According to the sermon below, who came and went in the dark?

GIVEN TEXT »
╭──

Sunday, March 30, 2014

The Blind Man, Jesus, and Hugh Hollowell: Seeing the World With New Eyes

Scripture Text: John 9: 1-41

This is the third week we have heard gospel lessons from the gospel according to John, each one addressing a conversation between Jesus and a person he has encountered. And here again, as in the past two weeks, we have a case of double entendre; of Jesus emphasizing a new meaning for a part of life we typically take for granted.

Jesus talked to Nicodemus about being born from above - something more than, other than, typical human birth.  Nicodemus came and went in the dark, and there was no indication that his eyes were opened about Jesus, at least during that conversation.

When Jesus engaged with the woman at the well, their conversation about water and thirst quickly turned toward the reality of the living water that only he could offer.
And because Jesus saw her with eyes of love, her eyes were also opened, and she recognized him, and she saw herself in a new way, as a vessel of living water, and she was able to witness to others about what she had now seen for herself.

And here we have a story about blindness and seeing, where the act of seeing quickly moves beyond the topic of physical sight. Christ sees that the man is blind, and acts to open his eyes, saying to the disciples, “we must work the works of God while it is day, while the light is still here…. I am the light.” And now this man, once blind, can see… and what he can see goes beyond plain sight to an awareness and understanding of who Christ is. He sees, but with new eyes.

╰──

MATERIAL PROVIDED »
╭──

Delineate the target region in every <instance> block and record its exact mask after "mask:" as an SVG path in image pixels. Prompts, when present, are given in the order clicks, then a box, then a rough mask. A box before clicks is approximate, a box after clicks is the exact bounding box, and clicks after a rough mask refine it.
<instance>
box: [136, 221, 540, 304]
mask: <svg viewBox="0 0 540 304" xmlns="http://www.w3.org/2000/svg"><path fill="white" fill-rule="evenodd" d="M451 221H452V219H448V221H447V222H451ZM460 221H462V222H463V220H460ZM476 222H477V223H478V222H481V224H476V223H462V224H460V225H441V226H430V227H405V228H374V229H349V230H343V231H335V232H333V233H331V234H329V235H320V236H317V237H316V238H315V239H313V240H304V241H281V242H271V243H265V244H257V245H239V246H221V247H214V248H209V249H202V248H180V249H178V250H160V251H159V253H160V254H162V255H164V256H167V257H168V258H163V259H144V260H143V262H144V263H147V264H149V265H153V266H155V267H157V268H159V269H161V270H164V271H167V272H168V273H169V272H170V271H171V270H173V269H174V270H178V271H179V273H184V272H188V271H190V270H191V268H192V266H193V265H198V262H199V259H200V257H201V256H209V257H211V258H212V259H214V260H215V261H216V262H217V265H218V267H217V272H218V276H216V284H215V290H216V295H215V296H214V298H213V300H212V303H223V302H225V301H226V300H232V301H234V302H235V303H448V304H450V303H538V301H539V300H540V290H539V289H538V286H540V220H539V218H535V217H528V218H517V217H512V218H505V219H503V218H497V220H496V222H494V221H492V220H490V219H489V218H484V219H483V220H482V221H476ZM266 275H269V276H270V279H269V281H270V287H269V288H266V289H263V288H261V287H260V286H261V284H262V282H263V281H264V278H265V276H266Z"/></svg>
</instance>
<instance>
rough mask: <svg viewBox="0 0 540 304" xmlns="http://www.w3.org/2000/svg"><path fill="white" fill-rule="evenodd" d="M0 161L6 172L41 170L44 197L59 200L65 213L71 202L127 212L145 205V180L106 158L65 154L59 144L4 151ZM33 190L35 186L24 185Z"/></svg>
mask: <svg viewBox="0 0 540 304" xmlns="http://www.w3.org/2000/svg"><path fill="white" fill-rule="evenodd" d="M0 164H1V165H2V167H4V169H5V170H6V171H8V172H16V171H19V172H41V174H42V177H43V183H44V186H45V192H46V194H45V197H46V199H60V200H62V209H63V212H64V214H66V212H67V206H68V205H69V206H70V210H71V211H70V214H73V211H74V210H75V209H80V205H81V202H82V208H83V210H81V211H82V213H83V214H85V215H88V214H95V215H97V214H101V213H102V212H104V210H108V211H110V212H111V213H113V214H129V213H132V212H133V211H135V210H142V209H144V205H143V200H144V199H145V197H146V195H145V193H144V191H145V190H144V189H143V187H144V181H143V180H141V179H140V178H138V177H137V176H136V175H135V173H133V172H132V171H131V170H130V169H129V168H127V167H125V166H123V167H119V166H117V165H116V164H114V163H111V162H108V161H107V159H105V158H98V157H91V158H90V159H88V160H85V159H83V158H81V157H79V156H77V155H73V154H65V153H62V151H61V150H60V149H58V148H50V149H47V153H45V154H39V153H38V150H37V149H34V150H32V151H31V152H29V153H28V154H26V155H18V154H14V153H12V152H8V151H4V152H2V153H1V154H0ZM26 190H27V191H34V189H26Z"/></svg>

╰──
╭──

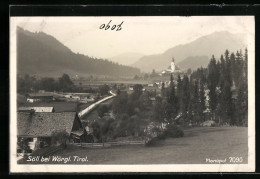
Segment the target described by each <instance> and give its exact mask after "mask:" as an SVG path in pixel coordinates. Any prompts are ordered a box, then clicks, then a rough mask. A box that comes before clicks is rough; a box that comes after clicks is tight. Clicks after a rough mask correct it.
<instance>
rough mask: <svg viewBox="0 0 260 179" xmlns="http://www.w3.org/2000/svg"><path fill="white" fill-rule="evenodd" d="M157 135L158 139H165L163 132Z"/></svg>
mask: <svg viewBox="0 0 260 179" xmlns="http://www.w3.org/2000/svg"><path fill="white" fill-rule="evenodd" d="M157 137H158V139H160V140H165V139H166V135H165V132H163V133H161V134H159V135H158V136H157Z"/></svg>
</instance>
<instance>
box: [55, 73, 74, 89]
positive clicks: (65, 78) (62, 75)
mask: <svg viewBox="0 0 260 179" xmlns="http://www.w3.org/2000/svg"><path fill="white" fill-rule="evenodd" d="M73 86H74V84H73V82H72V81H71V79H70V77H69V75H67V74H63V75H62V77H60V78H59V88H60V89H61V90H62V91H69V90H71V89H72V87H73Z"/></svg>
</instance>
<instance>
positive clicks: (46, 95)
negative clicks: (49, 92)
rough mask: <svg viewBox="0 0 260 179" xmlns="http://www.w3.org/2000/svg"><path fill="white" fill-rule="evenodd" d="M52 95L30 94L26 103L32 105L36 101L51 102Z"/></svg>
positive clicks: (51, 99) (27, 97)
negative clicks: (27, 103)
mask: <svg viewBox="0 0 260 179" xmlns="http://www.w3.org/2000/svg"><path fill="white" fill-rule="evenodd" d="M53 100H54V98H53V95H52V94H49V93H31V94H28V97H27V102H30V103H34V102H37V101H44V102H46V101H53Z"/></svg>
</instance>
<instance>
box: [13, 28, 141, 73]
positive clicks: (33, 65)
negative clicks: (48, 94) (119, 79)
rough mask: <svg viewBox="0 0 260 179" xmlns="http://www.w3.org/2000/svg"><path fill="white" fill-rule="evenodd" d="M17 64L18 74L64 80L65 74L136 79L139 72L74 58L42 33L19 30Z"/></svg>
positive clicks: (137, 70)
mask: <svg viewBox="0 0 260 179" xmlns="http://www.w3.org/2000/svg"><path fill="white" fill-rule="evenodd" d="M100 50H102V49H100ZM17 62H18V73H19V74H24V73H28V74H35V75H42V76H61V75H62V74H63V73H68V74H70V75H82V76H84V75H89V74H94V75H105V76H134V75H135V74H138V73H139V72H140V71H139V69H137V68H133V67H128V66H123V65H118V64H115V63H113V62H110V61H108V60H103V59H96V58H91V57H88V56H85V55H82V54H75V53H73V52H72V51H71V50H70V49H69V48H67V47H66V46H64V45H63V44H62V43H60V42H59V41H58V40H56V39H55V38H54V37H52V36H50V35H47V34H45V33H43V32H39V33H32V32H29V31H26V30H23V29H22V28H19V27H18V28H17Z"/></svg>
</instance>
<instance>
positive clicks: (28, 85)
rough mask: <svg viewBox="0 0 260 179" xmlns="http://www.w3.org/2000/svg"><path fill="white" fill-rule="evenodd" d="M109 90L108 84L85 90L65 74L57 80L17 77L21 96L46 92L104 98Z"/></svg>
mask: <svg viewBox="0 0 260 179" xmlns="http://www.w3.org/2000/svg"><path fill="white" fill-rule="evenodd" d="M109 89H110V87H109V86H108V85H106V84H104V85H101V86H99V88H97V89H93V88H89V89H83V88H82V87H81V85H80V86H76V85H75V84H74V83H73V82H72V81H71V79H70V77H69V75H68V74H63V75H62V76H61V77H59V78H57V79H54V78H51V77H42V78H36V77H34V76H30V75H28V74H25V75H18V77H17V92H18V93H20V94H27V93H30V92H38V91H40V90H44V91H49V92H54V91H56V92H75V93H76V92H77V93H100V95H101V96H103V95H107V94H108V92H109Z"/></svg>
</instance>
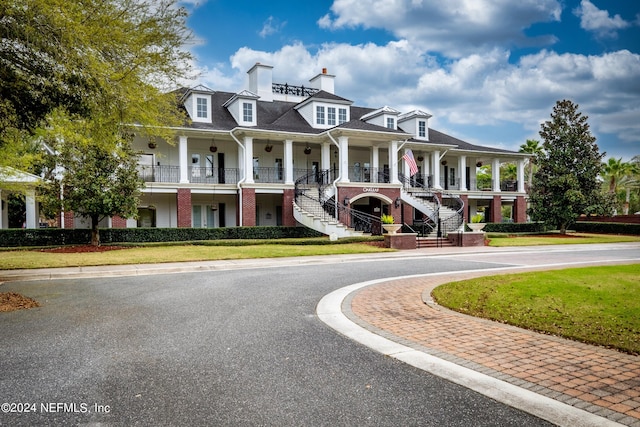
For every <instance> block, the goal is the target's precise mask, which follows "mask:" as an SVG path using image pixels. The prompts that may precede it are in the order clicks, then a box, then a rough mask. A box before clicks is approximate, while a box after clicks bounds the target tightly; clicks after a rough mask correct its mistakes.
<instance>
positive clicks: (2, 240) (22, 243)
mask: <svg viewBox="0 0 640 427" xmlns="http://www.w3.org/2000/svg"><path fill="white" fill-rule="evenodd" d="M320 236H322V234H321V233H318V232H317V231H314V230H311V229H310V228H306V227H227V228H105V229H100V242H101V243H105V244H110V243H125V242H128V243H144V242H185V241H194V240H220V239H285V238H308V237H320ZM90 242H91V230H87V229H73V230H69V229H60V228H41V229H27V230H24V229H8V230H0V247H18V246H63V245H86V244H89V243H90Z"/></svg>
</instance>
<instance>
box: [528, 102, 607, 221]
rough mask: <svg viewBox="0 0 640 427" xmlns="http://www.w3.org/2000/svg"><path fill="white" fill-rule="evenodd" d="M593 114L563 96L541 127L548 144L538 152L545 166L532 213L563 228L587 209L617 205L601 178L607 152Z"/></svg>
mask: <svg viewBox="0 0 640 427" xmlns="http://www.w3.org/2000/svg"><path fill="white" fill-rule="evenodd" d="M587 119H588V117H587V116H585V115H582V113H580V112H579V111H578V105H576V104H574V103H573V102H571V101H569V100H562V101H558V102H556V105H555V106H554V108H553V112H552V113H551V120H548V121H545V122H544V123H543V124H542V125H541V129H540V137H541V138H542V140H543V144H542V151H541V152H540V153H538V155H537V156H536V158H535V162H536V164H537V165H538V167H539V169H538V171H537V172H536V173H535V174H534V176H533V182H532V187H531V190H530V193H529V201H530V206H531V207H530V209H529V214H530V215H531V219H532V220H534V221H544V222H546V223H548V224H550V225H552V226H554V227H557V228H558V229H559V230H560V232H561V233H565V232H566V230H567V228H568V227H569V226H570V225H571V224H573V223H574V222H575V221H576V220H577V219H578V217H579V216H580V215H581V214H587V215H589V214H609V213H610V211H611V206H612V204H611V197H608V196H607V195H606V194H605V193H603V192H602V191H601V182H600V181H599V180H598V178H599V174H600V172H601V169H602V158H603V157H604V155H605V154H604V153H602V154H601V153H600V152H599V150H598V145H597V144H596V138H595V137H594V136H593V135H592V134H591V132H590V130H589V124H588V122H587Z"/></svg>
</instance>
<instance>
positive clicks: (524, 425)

╰──

RESULT OF THIS TASK » Nicodemus